» **Given instruction**
Reproduce the material below, switching each "pointer" to "locator" and leaving everything else unchanged.

» **The input**
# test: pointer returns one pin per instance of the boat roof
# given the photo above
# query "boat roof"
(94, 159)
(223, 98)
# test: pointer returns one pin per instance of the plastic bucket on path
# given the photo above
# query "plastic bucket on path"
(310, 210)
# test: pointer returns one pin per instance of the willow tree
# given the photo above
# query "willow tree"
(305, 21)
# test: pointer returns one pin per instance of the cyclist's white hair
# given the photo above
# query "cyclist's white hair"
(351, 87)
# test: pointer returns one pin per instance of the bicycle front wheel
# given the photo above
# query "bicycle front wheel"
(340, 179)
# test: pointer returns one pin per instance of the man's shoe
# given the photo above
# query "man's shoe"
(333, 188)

» **Response**
# test: locator returns one pin per instance of the boat roof
# given the photo above
# query "boat roof"
(94, 159)
(223, 98)
# test: locator returns one pin per instance of the plastic bucket on path
# given the photo above
# query "plastic bucket on path"
(310, 210)
# test: locator returns one pin per instance of the willow tree
# given the photo above
# query "willow tree"
(305, 21)
# test: locator returns one pin per instance of the cyclist's white hair
# given the photo above
# query "cyclist's white hair"
(351, 87)
# test: locator returns one pin per instance of the bicycle front wheel
# given the photo above
# query "bicycle front wheel"
(340, 179)
# test: locator returns one pin per instance of the man's shoe
# given the photo above
# query "man's shoe"
(333, 188)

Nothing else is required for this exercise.